◆ Exercise requirements ◆
Repeat word for word the lines of the entries starting at the line containing "Would you please place a dot on the woman's left" and ending at the line containing "point(245, 296)", including both.

(Point annotation dataset entries)
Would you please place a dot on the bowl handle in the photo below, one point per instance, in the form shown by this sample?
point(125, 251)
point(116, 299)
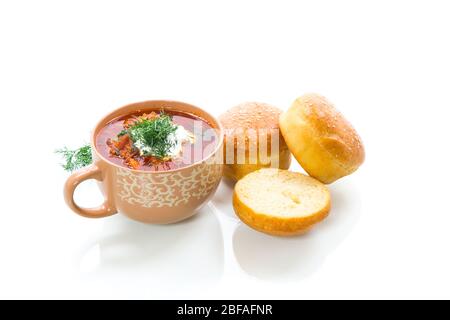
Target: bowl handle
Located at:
point(91, 172)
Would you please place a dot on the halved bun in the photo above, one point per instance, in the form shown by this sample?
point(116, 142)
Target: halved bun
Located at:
point(321, 139)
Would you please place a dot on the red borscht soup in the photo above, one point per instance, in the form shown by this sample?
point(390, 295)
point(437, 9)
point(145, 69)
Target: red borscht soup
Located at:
point(157, 140)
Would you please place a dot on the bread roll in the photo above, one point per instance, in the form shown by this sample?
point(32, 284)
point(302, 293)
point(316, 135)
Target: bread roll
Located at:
point(252, 129)
point(321, 139)
point(280, 202)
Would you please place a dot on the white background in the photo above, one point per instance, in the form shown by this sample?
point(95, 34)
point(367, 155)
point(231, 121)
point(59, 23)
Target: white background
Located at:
point(385, 65)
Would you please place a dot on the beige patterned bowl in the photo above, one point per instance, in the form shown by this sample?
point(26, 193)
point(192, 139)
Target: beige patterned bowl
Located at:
point(147, 196)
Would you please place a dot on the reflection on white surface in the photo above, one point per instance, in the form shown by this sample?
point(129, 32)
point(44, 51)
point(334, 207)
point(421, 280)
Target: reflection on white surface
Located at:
point(269, 257)
point(141, 256)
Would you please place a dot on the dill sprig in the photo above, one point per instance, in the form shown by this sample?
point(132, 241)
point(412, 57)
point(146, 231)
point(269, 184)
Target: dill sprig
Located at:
point(153, 134)
point(76, 159)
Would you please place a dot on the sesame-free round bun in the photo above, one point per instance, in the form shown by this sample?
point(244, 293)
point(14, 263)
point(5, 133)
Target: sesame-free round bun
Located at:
point(321, 139)
point(251, 130)
point(280, 202)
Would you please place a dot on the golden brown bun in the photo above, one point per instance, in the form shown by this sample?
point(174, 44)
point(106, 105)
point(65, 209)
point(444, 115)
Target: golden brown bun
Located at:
point(239, 122)
point(321, 139)
point(280, 202)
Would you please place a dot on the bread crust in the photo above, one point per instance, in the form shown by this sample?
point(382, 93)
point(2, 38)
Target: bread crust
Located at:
point(239, 121)
point(324, 143)
point(275, 224)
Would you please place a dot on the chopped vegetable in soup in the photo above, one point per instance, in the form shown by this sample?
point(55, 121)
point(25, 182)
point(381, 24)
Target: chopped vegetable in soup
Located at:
point(156, 141)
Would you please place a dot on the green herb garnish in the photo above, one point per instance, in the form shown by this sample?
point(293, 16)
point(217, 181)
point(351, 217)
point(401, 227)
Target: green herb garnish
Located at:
point(151, 137)
point(76, 159)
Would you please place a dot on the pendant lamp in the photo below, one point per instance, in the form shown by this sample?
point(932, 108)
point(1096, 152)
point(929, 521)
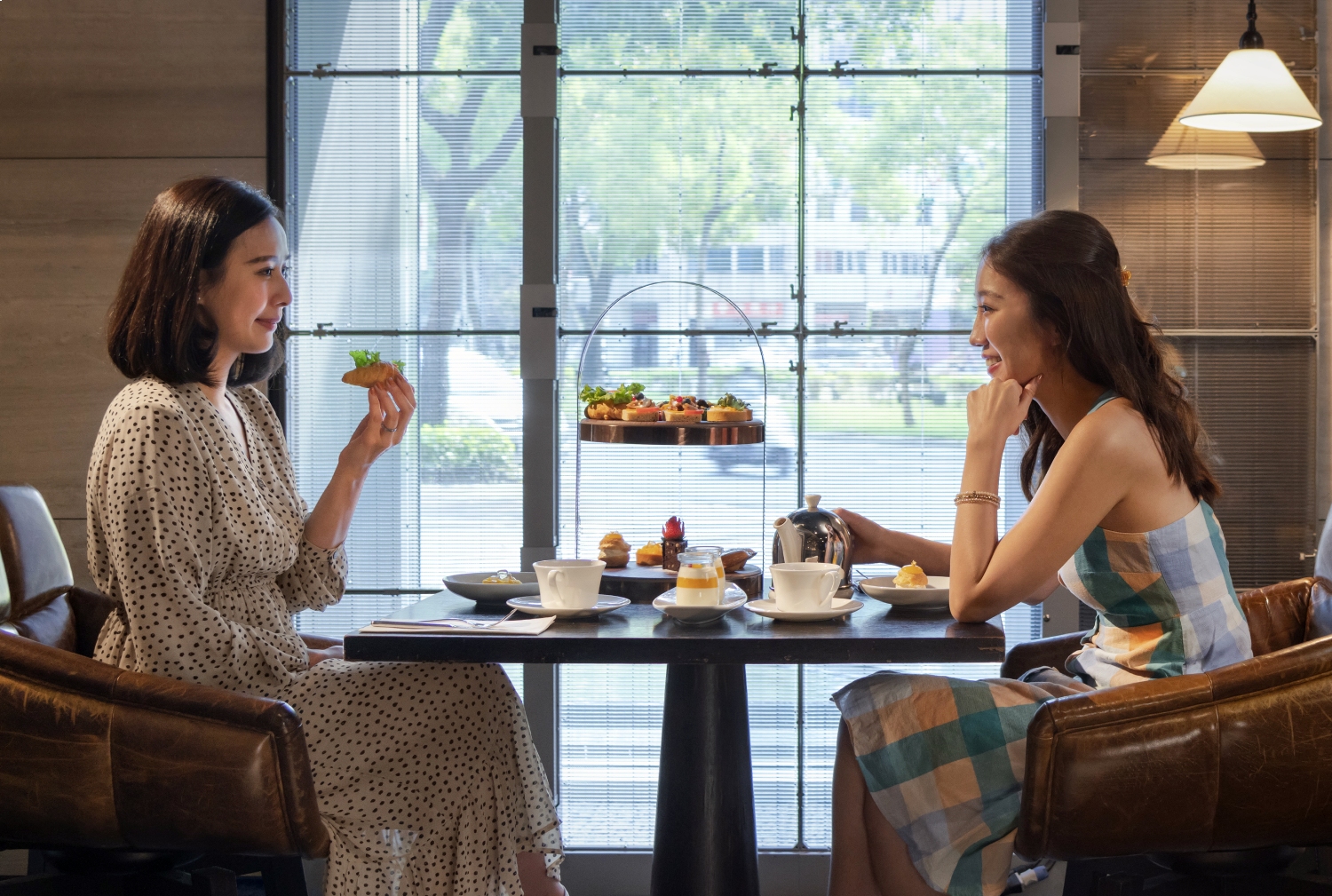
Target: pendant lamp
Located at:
point(1251, 91)
point(1195, 149)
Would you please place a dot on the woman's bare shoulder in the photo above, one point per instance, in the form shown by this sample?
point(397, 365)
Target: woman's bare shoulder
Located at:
point(1115, 433)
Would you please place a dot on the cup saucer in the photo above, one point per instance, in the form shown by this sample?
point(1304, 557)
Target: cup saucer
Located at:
point(841, 607)
point(533, 607)
point(700, 615)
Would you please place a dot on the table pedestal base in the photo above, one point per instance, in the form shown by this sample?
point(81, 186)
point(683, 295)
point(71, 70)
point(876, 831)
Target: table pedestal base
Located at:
point(705, 789)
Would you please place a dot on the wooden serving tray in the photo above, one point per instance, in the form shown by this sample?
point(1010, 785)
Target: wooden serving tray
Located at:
point(618, 432)
point(644, 583)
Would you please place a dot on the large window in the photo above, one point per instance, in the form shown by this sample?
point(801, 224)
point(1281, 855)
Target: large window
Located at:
point(831, 167)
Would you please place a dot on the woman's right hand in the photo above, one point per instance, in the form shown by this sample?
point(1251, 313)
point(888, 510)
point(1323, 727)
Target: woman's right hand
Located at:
point(870, 544)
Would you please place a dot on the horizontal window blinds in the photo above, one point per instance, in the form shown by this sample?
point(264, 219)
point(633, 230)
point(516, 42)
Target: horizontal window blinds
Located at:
point(841, 210)
point(1222, 258)
point(841, 213)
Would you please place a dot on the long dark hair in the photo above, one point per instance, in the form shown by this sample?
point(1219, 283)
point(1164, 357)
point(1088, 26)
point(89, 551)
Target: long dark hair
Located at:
point(1068, 266)
point(156, 324)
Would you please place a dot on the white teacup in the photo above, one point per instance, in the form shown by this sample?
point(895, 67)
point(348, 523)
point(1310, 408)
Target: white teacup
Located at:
point(573, 584)
point(805, 586)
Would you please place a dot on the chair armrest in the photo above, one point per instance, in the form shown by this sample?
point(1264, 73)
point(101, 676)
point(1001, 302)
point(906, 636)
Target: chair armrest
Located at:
point(1278, 615)
point(320, 642)
point(1227, 759)
point(91, 610)
point(1043, 651)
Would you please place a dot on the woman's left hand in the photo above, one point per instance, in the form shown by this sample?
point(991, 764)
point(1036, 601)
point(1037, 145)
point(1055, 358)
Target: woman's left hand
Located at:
point(384, 426)
point(996, 409)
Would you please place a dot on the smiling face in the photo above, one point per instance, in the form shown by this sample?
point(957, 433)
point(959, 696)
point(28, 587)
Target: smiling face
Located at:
point(1012, 344)
point(245, 296)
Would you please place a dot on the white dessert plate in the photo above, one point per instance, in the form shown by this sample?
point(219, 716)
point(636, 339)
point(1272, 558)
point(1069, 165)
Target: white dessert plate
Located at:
point(881, 589)
point(533, 606)
point(841, 607)
point(700, 615)
point(469, 584)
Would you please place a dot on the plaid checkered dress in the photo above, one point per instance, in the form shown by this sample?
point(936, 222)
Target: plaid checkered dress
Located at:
point(943, 757)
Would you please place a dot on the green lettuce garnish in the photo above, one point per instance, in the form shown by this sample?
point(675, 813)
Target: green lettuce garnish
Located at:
point(364, 359)
point(622, 396)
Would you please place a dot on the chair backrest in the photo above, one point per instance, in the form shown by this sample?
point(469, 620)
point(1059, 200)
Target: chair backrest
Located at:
point(1227, 759)
point(35, 559)
point(100, 757)
point(37, 594)
point(1323, 557)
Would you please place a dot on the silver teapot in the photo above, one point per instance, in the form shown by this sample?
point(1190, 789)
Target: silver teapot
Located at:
point(815, 535)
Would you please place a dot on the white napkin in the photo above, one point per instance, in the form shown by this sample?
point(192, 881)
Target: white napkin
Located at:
point(456, 627)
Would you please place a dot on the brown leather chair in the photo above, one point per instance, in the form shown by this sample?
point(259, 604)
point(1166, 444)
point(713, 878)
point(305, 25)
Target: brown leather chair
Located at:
point(116, 779)
point(1215, 773)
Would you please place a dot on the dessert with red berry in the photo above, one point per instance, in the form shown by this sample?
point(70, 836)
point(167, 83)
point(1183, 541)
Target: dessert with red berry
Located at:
point(673, 543)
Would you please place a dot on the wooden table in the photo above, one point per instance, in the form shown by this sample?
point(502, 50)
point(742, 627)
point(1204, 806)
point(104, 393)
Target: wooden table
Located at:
point(705, 843)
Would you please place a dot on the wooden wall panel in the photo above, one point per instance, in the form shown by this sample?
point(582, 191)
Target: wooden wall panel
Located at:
point(133, 77)
point(104, 106)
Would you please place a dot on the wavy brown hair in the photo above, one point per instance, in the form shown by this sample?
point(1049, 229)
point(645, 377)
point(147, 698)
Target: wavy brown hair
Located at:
point(156, 324)
point(1068, 266)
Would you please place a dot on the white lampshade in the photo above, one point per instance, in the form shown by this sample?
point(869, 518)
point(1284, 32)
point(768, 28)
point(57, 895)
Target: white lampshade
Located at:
point(1251, 91)
point(1195, 149)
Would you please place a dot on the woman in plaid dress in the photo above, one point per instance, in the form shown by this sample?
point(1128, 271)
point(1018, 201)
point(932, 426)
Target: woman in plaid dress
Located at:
point(929, 773)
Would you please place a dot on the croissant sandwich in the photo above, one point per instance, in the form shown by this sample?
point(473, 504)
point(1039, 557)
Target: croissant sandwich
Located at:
point(369, 370)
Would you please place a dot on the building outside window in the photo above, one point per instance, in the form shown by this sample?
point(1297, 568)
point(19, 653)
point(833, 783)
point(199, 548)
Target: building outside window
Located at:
point(830, 167)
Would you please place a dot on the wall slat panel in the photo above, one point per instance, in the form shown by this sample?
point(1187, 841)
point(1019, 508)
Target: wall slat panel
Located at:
point(1217, 250)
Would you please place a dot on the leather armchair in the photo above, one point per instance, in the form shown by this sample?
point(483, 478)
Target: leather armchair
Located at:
point(1191, 767)
point(106, 771)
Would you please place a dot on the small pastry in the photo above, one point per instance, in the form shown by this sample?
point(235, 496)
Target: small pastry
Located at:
point(369, 370)
point(609, 405)
point(614, 551)
point(641, 410)
point(729, 409)
point(649, 554)
point(911, 576)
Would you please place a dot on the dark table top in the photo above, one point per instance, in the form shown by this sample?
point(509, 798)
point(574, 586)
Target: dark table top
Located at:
point(641, 634)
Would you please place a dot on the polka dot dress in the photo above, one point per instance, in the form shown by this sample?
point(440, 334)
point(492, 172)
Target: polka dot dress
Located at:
point(202, 547)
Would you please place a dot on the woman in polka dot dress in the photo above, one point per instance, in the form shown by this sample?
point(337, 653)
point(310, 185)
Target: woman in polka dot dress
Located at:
point(196, 528)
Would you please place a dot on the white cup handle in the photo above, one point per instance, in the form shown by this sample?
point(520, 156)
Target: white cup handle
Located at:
point(836, 578)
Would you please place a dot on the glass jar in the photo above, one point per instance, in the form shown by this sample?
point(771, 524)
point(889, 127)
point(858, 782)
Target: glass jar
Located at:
point(697, 583)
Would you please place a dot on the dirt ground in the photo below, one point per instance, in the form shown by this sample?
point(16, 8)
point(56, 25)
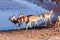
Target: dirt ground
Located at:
point(32, 34)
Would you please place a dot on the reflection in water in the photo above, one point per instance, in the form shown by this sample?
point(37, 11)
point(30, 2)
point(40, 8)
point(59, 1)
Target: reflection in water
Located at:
point(27, 8)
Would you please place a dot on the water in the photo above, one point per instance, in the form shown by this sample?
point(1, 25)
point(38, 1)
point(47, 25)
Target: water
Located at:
point(22, 6)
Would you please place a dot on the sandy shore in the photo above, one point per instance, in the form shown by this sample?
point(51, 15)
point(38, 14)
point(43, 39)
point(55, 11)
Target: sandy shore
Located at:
point(37, 34)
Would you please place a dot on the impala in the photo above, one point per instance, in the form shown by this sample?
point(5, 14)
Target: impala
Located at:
point(47, 16)
point(58, 22)
point(13, 19)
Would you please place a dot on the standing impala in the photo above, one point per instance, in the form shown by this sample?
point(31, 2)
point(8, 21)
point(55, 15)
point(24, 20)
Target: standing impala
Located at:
point(13, 19)
point(47, 16)
point(28, 19)
point(58, 21)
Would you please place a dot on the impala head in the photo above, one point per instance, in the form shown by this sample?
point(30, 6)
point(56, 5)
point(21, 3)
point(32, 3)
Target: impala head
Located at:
point(51, 11)
point(12, 18)
point(20, 15)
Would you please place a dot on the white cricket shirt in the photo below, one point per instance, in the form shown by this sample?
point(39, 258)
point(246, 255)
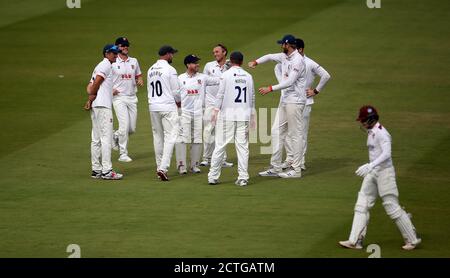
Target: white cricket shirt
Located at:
point(293, 74)
point(162, 87)
point(192, 91)
point(379, 144)
point(125, 73)
point(104, 94)
point(213, 69)
point(313, 69)
point(236, 95)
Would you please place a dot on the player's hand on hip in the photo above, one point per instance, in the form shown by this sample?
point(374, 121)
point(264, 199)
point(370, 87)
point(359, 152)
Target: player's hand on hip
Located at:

◆ The reply ◆
Would you please place a dot on the woman's left hand in the photo above, one point per instance, in the form shown by this sample?
point(991, 764)
point(1036, 601)
point(1037, 145)
point(1055, 358)
Target: woman's left hand
Located at:
point(384, 426)
point(996, 409)
Would you please place a dot on the smiling face in the photo above, one point per instance, in the form shown by this sample?
point(957, 433)
point(959, 696)
point(28, 587)
Target: smiling face
Located at:
point(1012, 344)
point(245, 296)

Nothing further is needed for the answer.